→ **Data section**
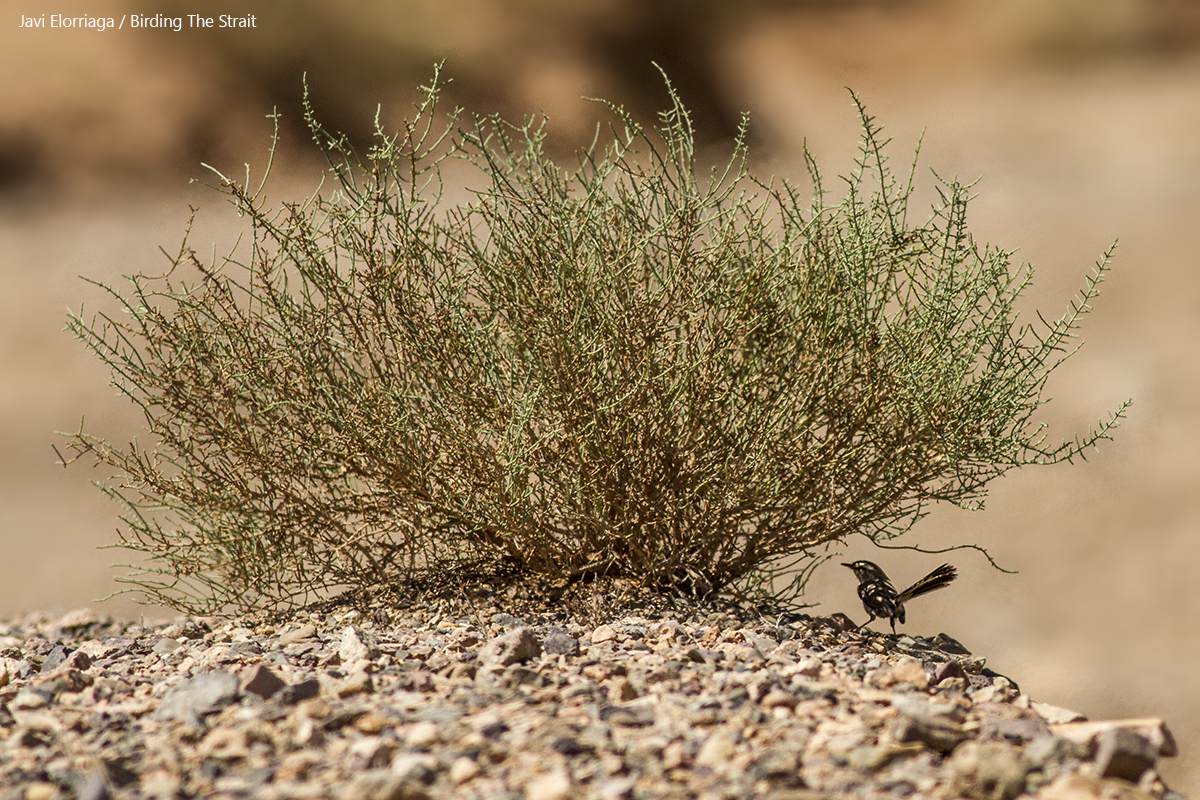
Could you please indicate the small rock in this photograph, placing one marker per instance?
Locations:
(936, 725)
(1075, 786)
(552, 786)
(358, 683)
(413, 767)
(382, 785)
(462, 770)
(1120, 752)
(300, 633)
(948, 669)
(29, 699)
(95, 787)
(910, 671)
(1055, 715)
(225, 744)
(779, 698)
(513, 648)
(621, 690)
(299, 692)
(263, 683)
(717, 751)
(603, 633)
(423, 735)
(559, 642)
(1001, 691)
(947, 643)
(77, 619)
(165, 645)
(1151, 728)
(41, 791)
(54, 659)
(357, 645)
(988, 771)
(202, 695)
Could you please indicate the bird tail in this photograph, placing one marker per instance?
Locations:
(936, 579)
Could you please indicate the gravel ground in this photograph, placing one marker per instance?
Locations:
(472, 701)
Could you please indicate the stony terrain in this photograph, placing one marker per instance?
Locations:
(456, 702)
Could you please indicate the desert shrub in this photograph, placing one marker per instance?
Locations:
(685, 379)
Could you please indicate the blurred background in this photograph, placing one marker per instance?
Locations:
(1079, 115)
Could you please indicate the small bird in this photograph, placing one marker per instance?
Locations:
(880, 597)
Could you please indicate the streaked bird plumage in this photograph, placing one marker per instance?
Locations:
(880, 597)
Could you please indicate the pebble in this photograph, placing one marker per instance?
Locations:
(449, 702)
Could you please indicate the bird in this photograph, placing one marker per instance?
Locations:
(880, 597)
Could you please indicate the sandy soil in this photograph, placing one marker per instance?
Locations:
(1104, 615)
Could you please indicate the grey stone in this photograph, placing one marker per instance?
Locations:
(202, 695)
(559, 642)
(165, 645)
(95, 787)
(298, 692)
(988, 771)
(54, 659)
(263, 681)
(1121, 752)
(516, 647)
(357, 645)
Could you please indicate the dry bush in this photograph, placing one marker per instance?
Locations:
(623, 368)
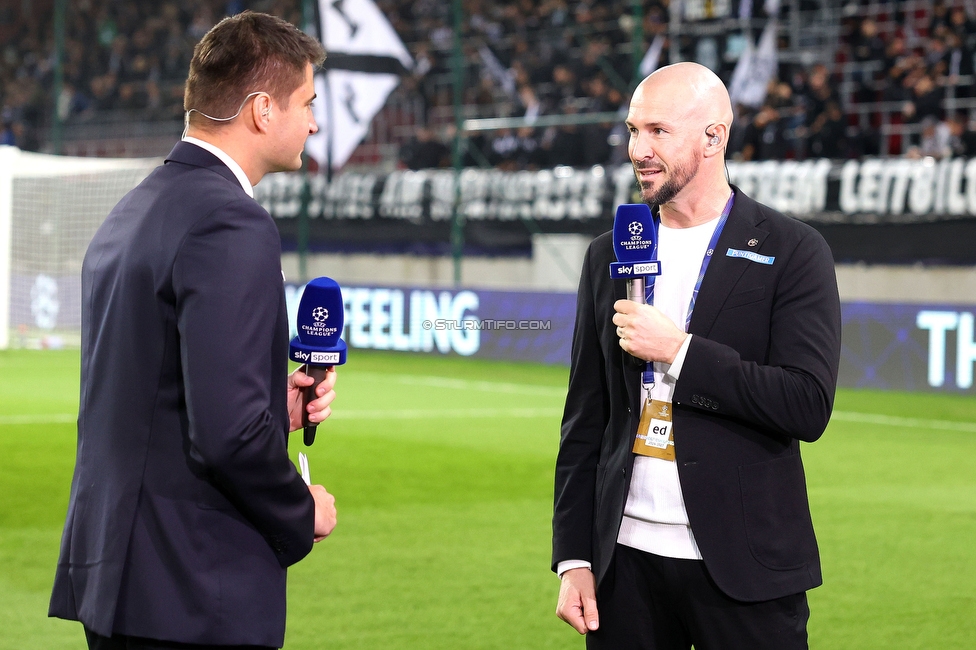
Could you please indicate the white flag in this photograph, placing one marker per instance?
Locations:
(356, 97)
(649, 62)
(755, 69)
(359, 27)
(348, 100)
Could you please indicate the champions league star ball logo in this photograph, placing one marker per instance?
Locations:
(320, 314)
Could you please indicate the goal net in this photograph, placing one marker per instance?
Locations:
(50, 207)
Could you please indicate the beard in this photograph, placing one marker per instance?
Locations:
(678, 178)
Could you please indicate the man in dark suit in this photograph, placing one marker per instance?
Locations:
(693, 526)
(185, 509)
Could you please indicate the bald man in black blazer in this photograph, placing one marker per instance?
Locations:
(755, 377)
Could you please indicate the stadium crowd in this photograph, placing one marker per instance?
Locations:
(887, 81)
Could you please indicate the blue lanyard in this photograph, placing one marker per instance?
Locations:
(648, 375)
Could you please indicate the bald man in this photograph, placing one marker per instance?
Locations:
(704, 539)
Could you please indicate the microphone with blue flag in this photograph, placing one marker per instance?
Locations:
(318, 344)
(634, 244)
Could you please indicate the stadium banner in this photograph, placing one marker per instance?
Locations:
(873, 190)
(503, 325)
(885, 346)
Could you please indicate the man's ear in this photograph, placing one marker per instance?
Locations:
(261, 111)
(717, 138)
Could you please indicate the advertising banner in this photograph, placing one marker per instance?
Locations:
(885, 346)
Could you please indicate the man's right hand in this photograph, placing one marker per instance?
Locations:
(577, 600)
(325, 514)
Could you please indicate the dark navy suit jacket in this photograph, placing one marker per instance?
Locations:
(185, 508)
(758, 378)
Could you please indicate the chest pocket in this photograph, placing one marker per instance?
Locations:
(746, 297)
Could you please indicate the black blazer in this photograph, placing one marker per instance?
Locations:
(185, 508)
(759, 377)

→ **Work to complete**
Copy the listing word for word, starting at the line containing "Could you please indicate the dark" and ending with the last line of the listing.

→ **Output of the task**
Could you please indicate the dark navy suit jacket in this photograph, placing one marker per instance?
Locations:
(185, 508)
(758, 378)
Could you please indicate the chest pocket in this photograph, placing one marker per instance?
Locations:
(746, 297)
Could you please indicate the black blazer in this photograph, placing one marker per instance?
Locations:
(185, 508)
(759, 377)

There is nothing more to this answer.